Point labeling examples:
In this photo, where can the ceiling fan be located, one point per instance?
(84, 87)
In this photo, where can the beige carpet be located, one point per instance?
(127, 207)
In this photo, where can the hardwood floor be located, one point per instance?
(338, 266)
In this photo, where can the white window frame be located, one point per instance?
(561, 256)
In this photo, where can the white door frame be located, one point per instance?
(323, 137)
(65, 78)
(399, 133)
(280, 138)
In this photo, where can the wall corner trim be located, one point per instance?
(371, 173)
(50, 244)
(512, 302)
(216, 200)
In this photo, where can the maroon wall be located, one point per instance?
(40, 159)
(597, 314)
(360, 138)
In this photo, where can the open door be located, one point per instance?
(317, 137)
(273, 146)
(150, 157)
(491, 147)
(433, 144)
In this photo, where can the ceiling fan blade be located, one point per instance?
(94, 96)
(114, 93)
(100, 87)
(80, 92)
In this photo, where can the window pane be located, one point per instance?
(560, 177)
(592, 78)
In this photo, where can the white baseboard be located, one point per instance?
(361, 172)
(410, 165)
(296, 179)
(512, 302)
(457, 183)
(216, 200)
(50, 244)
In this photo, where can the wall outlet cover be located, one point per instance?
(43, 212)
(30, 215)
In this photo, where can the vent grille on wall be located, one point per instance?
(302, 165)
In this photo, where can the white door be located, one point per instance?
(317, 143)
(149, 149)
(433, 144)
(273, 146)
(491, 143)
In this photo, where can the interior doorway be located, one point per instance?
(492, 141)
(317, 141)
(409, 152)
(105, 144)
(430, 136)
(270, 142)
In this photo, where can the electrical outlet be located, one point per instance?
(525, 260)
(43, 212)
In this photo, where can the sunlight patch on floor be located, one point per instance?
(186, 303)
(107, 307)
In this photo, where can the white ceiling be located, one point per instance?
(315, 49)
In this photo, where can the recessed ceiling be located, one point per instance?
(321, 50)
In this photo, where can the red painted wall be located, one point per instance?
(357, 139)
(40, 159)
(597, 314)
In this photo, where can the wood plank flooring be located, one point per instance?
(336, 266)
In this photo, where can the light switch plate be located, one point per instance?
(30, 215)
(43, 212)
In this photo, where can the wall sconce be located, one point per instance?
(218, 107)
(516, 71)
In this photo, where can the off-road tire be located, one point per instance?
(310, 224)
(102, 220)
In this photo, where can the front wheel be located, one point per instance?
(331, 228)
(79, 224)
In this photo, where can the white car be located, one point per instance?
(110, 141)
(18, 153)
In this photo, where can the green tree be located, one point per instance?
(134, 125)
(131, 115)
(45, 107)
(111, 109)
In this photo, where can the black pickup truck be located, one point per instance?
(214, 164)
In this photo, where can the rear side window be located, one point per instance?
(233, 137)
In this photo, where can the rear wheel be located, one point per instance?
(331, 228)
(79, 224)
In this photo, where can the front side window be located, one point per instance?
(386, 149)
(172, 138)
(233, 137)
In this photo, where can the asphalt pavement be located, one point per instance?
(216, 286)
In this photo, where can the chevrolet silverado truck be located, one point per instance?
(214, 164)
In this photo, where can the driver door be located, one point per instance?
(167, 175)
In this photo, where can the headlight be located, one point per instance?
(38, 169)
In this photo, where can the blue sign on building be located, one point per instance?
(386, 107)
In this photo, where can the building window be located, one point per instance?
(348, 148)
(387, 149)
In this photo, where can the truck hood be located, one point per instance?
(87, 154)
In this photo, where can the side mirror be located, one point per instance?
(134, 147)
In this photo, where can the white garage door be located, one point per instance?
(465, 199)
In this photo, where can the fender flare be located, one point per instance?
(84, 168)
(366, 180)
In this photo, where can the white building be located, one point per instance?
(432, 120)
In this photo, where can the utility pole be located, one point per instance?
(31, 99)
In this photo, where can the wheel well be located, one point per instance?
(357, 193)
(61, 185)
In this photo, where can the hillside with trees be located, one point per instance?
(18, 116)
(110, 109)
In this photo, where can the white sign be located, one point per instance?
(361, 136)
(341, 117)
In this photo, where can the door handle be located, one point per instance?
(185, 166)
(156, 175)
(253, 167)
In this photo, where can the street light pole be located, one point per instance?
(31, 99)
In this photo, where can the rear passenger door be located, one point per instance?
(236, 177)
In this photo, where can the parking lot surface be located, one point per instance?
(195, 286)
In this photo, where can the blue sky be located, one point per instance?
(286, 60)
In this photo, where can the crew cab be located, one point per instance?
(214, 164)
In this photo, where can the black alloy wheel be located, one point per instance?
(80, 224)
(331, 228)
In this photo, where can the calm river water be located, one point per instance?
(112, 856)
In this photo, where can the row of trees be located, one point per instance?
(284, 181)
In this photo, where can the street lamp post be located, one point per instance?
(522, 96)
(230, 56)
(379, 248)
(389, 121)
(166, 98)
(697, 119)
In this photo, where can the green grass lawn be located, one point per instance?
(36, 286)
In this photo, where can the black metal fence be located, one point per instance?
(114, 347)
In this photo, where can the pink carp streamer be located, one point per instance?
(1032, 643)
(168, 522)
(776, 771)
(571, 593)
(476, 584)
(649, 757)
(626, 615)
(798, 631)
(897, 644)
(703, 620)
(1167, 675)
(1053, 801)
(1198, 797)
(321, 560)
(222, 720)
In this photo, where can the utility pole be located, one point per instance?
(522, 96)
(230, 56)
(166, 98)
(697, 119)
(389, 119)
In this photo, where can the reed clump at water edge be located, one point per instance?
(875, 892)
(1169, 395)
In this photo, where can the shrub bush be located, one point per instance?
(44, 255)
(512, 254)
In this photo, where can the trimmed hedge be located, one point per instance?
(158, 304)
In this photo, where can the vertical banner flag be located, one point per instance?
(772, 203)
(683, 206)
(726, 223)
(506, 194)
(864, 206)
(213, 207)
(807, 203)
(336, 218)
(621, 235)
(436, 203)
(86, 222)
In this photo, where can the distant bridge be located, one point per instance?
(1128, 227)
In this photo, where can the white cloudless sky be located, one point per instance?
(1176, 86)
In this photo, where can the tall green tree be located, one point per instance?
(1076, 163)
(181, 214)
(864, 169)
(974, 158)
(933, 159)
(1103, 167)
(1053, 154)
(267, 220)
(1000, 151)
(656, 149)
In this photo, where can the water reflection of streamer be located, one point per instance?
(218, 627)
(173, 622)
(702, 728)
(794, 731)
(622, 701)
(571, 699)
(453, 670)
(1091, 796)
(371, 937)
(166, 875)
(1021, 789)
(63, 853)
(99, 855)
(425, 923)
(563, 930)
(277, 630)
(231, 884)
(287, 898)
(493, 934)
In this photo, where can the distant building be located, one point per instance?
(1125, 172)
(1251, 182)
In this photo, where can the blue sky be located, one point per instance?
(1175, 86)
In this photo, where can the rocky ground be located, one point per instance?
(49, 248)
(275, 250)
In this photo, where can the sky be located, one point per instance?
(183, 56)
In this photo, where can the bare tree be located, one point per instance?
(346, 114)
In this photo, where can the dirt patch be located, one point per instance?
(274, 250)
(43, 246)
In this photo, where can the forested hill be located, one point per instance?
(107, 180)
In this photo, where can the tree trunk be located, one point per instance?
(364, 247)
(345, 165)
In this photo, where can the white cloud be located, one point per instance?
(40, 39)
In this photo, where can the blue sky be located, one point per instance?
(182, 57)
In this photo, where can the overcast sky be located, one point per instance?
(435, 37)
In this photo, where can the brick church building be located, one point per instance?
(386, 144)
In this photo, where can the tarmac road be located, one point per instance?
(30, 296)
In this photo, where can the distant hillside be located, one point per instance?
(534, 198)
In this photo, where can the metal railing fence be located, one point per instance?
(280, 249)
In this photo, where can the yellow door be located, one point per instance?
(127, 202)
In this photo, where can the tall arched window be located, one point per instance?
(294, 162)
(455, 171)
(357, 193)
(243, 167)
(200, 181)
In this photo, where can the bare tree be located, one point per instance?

Objective:
Edit all the records above so that every occurrence of "one point per instance" reads "one point for each instance", leaving the rest unchanged.

Response to this task:
In this photo, where can the ceiling fan be located, one point for each instance?
(84, 87)
In this photo, where can the beige carpet be located, one point for each instance?
(127, 207)
In this photo, where can the hardwood floor be located, one point for each instance?
(338, 266)
In this photo, where can the white window frame be located, one point for each instance?
(561, 256)
In this photo, where can the white door frame be located, one point for each instance?
(323, 137)
(65, 78)
(399, 133)
(280, 138)
In this photo, where can the wall corner trim be located, one point for each instance?
(371, 173)
(50, 244)
(512, 302)
(216, 200)
In this photo, where can the maroon wall be located, one point for each instance?
(40, 159)
(597, 314)
(360, 138)
In this photo, where can the open door be located, one point for each instance?
(317, 137)
(273, 146)
(150, 157)
(491, 147)
(433, 144)
In this photo, where can the ceiling fan blade be located, one point for each instance?
(94, 96)
(114, 93)
(100, 87)
(80, 92)
In this photo, where can the window pane be located, one point for each instance?
(560, 177)
(592, 78)
In this photo, where can the white baseboard be located, one point for each instance?
(361, 172)
(410, 165)
(296, 179)
(512, 302)
(457, 183)
(216, 200)
(50, 244)
In this photo, where can the wall outlet cover be located, one point for each instance?
(43, 212)
(30, 215)
In this photo, where can the vent grille on wall be located, one point for each instance?
(302, 165)
In this photo, where can the white door be located, one point for each instance?
(317, 143)
(149, 149)
(433, 144)
(273, 146)
(491, 143)
In this photo, where can the interior doorway be located, one point for each instance?
(492, 141)
(317, 141)
(409, 152)
(105, 144)
(430, 136)
(270, 142)
In this photo, where can the electrical outlet be located, one point for each instance?
(525, 260)
(43, 212)
In this photo, where can the sunlight patch on floor be located, one point for each instance?
(186, 303)
(107, 307)
In this photo, where can the white ceiling be located, one point for each instance?
(315, 49)
In this photo, where can the recessed ceiling be located, one point for each instance?
(321, 50)
In this photo, where can the red painted wall be located, one point for each instance?
(357, 139)
(40, 159)
(597, 314)
In this photo, where can the wood plank flooring be located, one point for each instance?
(336, 266)
In this photo, where can the light switch plate be located, one point for each instance?
(30, 215)
(43, 212)
In this photo, where can the wall sconce be located, one point for each instance?
(218, 107)
(516, 71)
In this photo, where can the off-road tire be located, one point for each instance?
(310, 224)
(102, 220)
In this photo, where can the front wheel be located, one point for each instance?
(331, 228)
(79, 224)
In this photo, where can the white car be located, one point for each instance?
(110, 141)
(18, 153)
In this photo, where can the green tree be located, one point for each instance?
(134, 125)
(131, 115)
(45, 107)
(111, 109)
In this photo, where can the black pickup truck be located, one point for each instance?
(214, 164)
In this photo, where can the rear side window be located, one point for each instance?
(233, 137)
In this photo, where can the rear wheel be located, one point for each instance?
(331, 228)
(79, 224)
In this photo, where can the front side window be located, one point for each instance?
(386, 149)
(172, 138)
(233, 137)
In this photo, where can the asphalt pavement be located, one point for each instance?
(216, 286)
In this photo, where can the chevrolet silverado truck be located, one point for each instance?
(214, 164)
In this photo, where can the driver door be located, one point for each instance?
(167, 175)
In this photo, where can the headlight be located, one point for each instance?
(38, 169)
In this photo, where can the blue sign on building be located, one point for each instance?
(386, 107)
In this photo, where can the building window be located, one point for each instance?
(348, 148)
(387, 149)
In this photo, where can the truck hood be located, one point for each instance?
(87, 154)
In this photo, where can the side mirror be located, one point for each instance?
(134, 147)
In this photo, where can the white garage door be located, one point for each instance?
(465, 199)
In this photo, where can the fender flare be located, one point for each instance?
(84, 168)
(366, 180)
In this photo, where can the white building be located, one point for each instance?
(432, 120)
In this photo, where can the utility pole be located, one point for each instance?
(31, 99)
In this photo, where can the wheel well be located, one point for each instance?
(357, 193)
(61, 185)
In this photo, where can the hillside with trees be located, one point for each instance?
(18, 116)
(110, 109)
In this photo, where can the white sign be located, one point for each instance?
(361, 136)
(341, 117)
In this photo, where can the door handle be located, one point for each instance?
(185, 166)
(156, 175)
(253, 167)
In this photo, where can the street light pole be located, one point for each instance?
(31, 99)
In this photo, where can the rear passenger door be located, one point for each instance?
(236, 177)
In this photo, where can the parking lot surface be located, one point for each instance?
(195, 286)
In this photo, where can the blue sky be located, one point for each instance?
(286, 60)
In this photo, where can the crew cab be located, one point for each instance?
(214, 164)
In this photo, where can the black alloy wheel be located, one point for each instance?
(80, 224)
(331, 228)
In this photo, where can the calm river water be located, one point for each instance?
(112, 856)
In this photo, where can the row of trees be located, one point for each instance?
(284, 181)
In this photo, where can the street lamp post be located, one point for each instance?
(522, 96)
(230, 56)
(379, 248)
(389, 121)
(166, 98)
(697, 119)
In this photo, where can the green grass lawn be located, one point for each instance?
(36, 286)
In this photo, where can the black metal fence be located, one point for each instance?
(114, 347)
In this photo, where can the pink carp streamer be located, one point for each instance?
(1032, 643)
(168, 522)
(776, 771)
(571, 593)
(476, 584)
(649, 757)
(626, 615)
(798, 631)
(897, 644)
(703, 620)
(1167, 675)
(1053, 801)
(1198, 797)
(321, 560)
(222, 720)
In this photo, where can the utility pole be located, one point for each instance?
(522, 96)
(230, 56)
(166, 98)
(697, 119)
(389, 119)
In this photo, where can the reed clump at water edge be located, one point for each instance?
(875, 892)
(1169, 395)
In this photo, where can the shrub bush be located, one point for each instance?
(44, 255)
(512, 254)
In this photo, where can the trimmed hedge be located, one point for each instance?
(158, 304)
In this photo, where can the vertical banner flag be located, one point for each instance?
(772, 203)
(683, 206)
(726, 223)
(506, 194)
(864, 206)
(213, 207)
(807, 203)
(336, 218)
(621, 235)
(436, 203)
(86, 222)
In this photo, where can the distant bridge be located, one point for each instance?
(1128, 227)
In this photo, where can the white cloudless sky be located, one point for each instance?
(1176, 86)
In this photo, where can the tall green tree be located, one point for each instance?
(1076, 163)
(181, 214)
(864, 169)
(974, 158)
(933, 159)
(1103, 167)
(1053, 154)
(267, 220)
(1000, 151)
(656, 149)
In this photo, where can the water reflection of streamer be located, one point for each instance?
(218, 627)
(173, 622)
(702, 728)
(794, 731)
(622, 701)
(571, 699)
(453, 670)
(1091, 796)
(371, 937)
(166, 875)
(1021, 789)
(63, 853)
(99, 855)
(425, 923)
(563, 930)
(277, 630)
(231, 884)
(287, 898)
(493, 934)
In this photo, where can the distant building be located, one point for each instance?
(1125, 172)
(1251, 182)
In this photo, where can the blue sky be located, one point for each instance?
(1175, 86)
In this photo, where can the rocky ground be located, one point for each instance?
(49, 248)
(275, 250)
In this photo, where can the sky be located, one point for each instance?
(183, 56)
In this photo, where can the bare tree be located, one point for each instance?
(346, 114)
In this photo, where can the dirt patch be located, one point for each instance?
(274, 250)
(43, 246)
In this photo, where can the forested hill be located, one point for each instance?
(107, 180)
In this photo, where can the tree trunk be located, one point for each instance?
(364, 247)
(345, 165)
In this photo, where can the white cloud be located, one point for each instance?
(40, 39)
In this photo, where can the blue sky be located, one point for each instance?
(182, 57)
In this photo, where can the overcast sky be located, one point for each instance?
(435, 37)
In this photo, where can the brick church building be located, one point for each instance?
(386, 144)
In this photo, where can the tarmac road be located, one point for each instance?
(30, 296)
In this photo, where can the distant hillside be located, one point for each instance?
(534, 198)
In this photo, where can the metal railing fence be located, one point for each instance?
(280, 249)
In this photo, where can the yellow door be located, one point for each instance?
(127, 202)
In this photo, where can the tall arched window be located, one point for each instance?
(294, 162)
(455, 171)
(357, 193)
(243, 167)
(200, 181)
In this photo, where can the bare tree be located, one point for each instance?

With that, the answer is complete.